- [WHAT IS EXPECTED]
Copy the interview below about writing the poems and prayers in the book, word for word and in full.

What was your creative process for writing the poems and prayers in the book?  
I write by hand, in pen, in a small moleskin notebook. It’s black, with lined pages. My creative process for all of my liturgical work begins with prayer, meditation, and journaling. A regular practice of seeking inner alignment and spiritual connection enlivens and informs my writing. For the first half of This Precious Life, focused on Torah stories, I added deep study and contemplation to my usual process. Once I’ve completed this prep work, I sit with my notebook and pen to write. On my shelf I have six completed notebooks of new liturgy.

Once a few pieces are written, I type them into the computer. That shifts my focus from creativity to craftsmanship, looking at a variety of issues ranging from rhythm and refrain, to word choice, names for God used in the piece, the structure of stanzas, theological implications, and other considerations that aren’t necessarily in mind as I write a first draft.

 
What challenged you the most while writing this book? 
The second half of the book, focusing on experiencing the divine in our world, grew out of my own personal experiences. In that sense those pieces were easier to write, flowing naturally from my own life and finding voice in our shared experiences. Similarly, many of the prayer-poems in the first half focusing on divine encounters of our ancestors flow naturally out the stories of the Jewish people.

- [RECORD EXTRACTS]
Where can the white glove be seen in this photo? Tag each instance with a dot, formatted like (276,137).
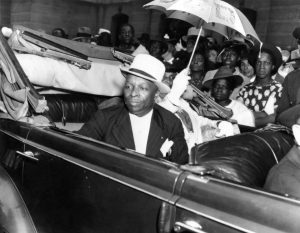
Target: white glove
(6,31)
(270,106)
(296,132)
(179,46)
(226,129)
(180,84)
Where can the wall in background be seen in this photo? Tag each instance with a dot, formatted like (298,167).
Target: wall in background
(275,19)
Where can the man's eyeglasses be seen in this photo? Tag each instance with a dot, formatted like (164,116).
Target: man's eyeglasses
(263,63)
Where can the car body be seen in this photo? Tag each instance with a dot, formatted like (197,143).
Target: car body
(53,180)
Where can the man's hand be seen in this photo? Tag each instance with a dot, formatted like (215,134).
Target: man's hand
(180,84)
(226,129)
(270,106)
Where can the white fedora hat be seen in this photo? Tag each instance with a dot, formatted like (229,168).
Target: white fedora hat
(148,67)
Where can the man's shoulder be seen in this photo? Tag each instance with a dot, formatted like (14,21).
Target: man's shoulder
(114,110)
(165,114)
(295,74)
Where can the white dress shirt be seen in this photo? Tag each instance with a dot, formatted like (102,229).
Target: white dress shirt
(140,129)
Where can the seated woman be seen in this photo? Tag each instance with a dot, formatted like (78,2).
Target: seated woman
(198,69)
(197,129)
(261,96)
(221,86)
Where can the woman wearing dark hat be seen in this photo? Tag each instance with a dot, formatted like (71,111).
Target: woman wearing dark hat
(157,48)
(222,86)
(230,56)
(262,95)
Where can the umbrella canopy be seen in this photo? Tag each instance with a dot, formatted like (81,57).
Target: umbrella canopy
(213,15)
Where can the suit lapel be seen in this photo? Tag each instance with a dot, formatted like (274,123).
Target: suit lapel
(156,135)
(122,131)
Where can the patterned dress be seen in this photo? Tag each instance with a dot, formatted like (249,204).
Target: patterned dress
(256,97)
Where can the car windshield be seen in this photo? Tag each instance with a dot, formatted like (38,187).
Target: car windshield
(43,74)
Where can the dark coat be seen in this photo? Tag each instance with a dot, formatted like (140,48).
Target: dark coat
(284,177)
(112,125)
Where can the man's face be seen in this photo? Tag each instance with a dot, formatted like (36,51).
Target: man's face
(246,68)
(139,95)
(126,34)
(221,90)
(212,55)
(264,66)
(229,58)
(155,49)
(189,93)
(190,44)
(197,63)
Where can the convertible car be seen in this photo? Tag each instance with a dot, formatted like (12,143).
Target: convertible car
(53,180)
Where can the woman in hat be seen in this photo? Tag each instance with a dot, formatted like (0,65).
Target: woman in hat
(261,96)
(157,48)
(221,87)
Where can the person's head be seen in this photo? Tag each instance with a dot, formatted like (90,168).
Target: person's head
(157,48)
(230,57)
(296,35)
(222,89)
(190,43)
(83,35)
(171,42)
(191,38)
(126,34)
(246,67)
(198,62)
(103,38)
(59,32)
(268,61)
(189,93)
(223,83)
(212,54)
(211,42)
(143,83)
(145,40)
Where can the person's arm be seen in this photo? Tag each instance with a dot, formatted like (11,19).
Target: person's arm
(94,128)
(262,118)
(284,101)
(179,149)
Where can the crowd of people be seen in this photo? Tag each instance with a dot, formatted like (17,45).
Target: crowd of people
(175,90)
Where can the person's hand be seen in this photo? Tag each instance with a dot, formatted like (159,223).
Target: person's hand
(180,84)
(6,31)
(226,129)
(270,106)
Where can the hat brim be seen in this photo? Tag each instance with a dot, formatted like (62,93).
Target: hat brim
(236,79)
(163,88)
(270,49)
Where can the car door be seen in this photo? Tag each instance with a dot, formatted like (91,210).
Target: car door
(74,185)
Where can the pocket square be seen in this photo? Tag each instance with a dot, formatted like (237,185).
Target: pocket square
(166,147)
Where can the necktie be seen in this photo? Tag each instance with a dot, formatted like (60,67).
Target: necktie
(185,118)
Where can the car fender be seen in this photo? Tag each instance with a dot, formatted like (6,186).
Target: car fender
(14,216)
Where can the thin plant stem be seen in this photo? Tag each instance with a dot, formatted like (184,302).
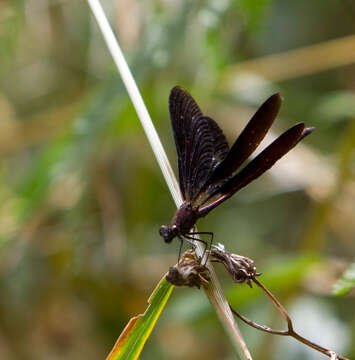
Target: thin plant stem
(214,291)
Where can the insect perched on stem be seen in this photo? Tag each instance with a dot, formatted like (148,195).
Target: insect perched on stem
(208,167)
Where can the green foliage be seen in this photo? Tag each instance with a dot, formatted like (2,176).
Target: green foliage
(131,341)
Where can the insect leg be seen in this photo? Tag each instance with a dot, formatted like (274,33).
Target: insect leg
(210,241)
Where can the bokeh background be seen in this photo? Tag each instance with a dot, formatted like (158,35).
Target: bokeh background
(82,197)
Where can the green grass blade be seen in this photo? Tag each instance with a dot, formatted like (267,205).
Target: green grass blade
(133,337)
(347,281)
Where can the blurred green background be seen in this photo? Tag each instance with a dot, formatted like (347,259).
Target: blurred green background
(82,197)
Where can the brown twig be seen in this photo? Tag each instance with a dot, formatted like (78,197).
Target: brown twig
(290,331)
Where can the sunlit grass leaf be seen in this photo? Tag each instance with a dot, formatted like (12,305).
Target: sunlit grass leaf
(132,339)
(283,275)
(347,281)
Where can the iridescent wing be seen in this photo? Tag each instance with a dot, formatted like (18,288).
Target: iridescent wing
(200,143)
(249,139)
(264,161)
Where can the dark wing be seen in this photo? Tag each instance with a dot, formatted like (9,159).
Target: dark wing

- [COMPLETED TASK]
What was your creative process for writing the poems and prayers in the book?  
I write by hand, in pen, in a small moleskin notebook. It’s black, with lined pages. My creative process for all of my liturgical work begins with prayer, meditation, and journaling. A regular practice of seeking inner alignment and spiritual connection enlivens and informs my writing. For the first half of This Precious Life, focused on Torah stories, I added deep study and contemplation to my usual process. Once I’ve completed this prep work, I sit with my notebook and pen to write. On my shelf I have six completed notebooks of new liturgy.

Once a few pieces are written, I type them into the computer. That shifts my focus from creativity to craftsmanship, looking at a variety of issues ranging from rhythm and refrain, to word choice, names for God used in the piece, the structure of stanzas, theological implications, and other considerations that aren’t necessarily in mind as I write a first draft.

 
What challenged you the most while writing this book? 
The second half of the book, focusing on experiencing the divine in our world, grew out of my own personal experiences. In that sense those pieces were easier to write, flowing naturally from my own life and finding voice in our shared experiences. Similarly, many of the prayer-poems in the first half focusing on divine encounters of our ancestors flow naturally out the stories of the Jewish people.